** Task material follows **
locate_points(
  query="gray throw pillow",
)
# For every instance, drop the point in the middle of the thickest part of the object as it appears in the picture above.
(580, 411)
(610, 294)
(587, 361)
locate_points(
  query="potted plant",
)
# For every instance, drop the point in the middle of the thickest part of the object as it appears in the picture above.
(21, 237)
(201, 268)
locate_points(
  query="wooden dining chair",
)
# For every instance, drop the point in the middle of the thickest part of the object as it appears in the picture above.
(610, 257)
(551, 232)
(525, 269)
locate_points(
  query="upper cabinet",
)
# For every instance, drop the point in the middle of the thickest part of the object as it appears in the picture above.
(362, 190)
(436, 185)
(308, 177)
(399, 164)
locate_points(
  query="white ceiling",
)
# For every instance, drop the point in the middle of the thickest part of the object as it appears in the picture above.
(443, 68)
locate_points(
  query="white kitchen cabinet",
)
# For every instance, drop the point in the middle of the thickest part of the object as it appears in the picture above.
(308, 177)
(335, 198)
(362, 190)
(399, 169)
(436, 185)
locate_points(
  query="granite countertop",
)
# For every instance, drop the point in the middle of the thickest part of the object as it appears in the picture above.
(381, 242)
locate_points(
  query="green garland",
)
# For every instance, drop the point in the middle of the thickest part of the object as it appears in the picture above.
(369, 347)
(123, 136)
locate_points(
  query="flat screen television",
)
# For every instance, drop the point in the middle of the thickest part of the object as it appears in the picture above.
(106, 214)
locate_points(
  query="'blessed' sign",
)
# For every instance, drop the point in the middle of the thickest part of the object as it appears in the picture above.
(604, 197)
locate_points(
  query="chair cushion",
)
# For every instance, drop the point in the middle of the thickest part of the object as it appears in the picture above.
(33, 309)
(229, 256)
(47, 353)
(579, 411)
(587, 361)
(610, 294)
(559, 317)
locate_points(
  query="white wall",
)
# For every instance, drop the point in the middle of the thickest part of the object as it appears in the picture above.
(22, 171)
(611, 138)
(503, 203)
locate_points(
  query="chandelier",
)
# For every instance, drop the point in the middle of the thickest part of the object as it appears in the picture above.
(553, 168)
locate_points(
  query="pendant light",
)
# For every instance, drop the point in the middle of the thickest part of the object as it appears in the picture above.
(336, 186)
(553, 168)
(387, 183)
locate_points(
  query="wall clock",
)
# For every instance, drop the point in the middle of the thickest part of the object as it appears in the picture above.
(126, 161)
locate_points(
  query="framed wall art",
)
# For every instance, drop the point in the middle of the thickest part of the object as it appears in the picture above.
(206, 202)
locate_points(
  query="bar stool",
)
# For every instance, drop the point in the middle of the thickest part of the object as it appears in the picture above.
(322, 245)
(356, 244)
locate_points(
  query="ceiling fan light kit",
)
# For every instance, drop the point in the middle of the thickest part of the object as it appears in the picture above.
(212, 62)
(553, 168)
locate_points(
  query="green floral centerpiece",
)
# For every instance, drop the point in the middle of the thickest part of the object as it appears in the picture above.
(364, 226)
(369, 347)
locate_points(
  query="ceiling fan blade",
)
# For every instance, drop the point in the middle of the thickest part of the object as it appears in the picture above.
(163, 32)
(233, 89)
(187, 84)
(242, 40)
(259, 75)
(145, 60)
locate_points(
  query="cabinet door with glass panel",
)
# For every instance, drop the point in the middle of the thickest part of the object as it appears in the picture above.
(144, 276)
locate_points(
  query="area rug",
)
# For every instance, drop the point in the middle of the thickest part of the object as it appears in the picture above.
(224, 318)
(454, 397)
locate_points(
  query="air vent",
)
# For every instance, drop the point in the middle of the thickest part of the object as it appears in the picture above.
** End of Task material **
*Work required*: Each line of the material above must be retyped precisely.

*Result of this task*:
locate_points(
  query="gray throw pillow",
)
# For every instance, drop the point in the middle of the thickest part of the object as it appears in the picture above.
(580, 411)
(610, 294)
(587, 361)
locate_points(
  query="potted plant",
)
# For every instance, drop the point in the middle of the thickest part of the object as it appears in the picture above.
(21, 237)
(201, 268)
locate_points(
  query="wooden dining chair",
)
# For every instance, drop the point in the middle of the thickest part of the object as it appears in the picture above.
(610, 257)
(551, 232)
(525, 269)
locate_points(
  query="upper cabinet",
)
# For every instance, drop the point in the middle of the thickest part of the object as it appears in the picture above.
(362, 190)
(436, 185)
(308, 177)
(399, 164)
locate_points(
  query="white ceiling",
)
# For every instance, drop the point in the middle of the thickest part of the object as it appears in the picture above.
(443, 68)
locate_points(
  query="white kitchen cabinet",
)
# For every instance, drop the point in the middle of the thickest part of the object as it appears in the picture above.
(308, 177)
(335, 198)
(362, 190)
(399, 169)
(436, 185)
locate_points(
  query="granite countertop",
)
# For every instance, drop the point in the middle of the thickest part of the object as it appears in the picture above.
(381, 242)
locate_points(
  query="green garland",
)
# For every instance, drop the point in the middle of the thickest part of the object as it appears in the picture above.
(369, 347)
(123, 136)
locate_points(
  query="flat screen television",
)
# For every instance, drop the point in the middle of the thickest part of the object as it appears in the picture above.
(106, 214)
locate_points(
  query="'blessed' sign",
)
# For every instance, drop the point in the middle of the thickest part of the object as it appears in the picture above.
(604, 197)
locate_points(
  query="chair cushion",
)
# For every instance, drop the point in the middle of the thickest part of the object as it appears in the picture above.
(33, 309)
(229, 256)
(47, 353)
(579, 411)
(587, 361)
(610, 294)
(559, 317)
locate_points(
  query="white wall",
)
# For every instance, drop the point in the middle of the thickest part of the object as it appears in the picture above.
(22, 171)
(611, 138)
(503, 203)
locate_points(
  query="chandelier",
)
# For every instance, drop the point in the middle of the thickest part of the object as it appears in the picture above.
(553, 168)
locate_points(
  query="pendant light",
)
# For every instance, drop the point in the middle of the thickest part of the object as it appears in the picture above.
(336, 186)
(553, 168)
(387, 183)
locate_points(
  query="wall clock",
)
# For every instance, drop the point in the middle of the thickest part of the object as it appears in the picture above.
(126, 161)
locate_points(
  query="framed wall art",
)
# For every instance, drop the point in the middle of the thickest part of the object as it appears in the picture above.
(206, 202)
locate_points(
  query="bar stool",
)
# For every instance, drop the point in the middle of the thickest part of the object as it appears in the picture above.
(322, 245)
(356, 244)
locate_points(
  query="ceiling fan light kit",
)
# For every instance, drop the point in the middle of the thickest part of the object as it appears in the picture above.
(212, 62)
(553, 168)
locate_points(
  query="green floral centerpiece",
)
# For every instance, drop the point in the middle of the thickest part of the object as it appears in the picture above.
(364, 226)
(369, 347)
locate_points(
  query="ceiling fan blade",
)
# For every instance, drop the point in the middle of the thickest part of the object as it appears in the picture above.
(163, 32)
(233, 89)
(187, 84)
(242, 40)
(259, 75)
(145, 60)
locate_points(
  query="cabinet door with glass panel",
)
# For every instance, drop the point in the middle of the thickest part of the object as it appears in the picture above.
(144, 276)
locate_points(
  query="area rug",
)
# For every instance, drop the point in the middle of the thickest part of the object as it appears in the picture above.
(224, 318)
(454, 397)
locate_points(
  query="air vent",
)
# For every instance, drop the point in the middle of the thickest part of the object as it appears in the picture above.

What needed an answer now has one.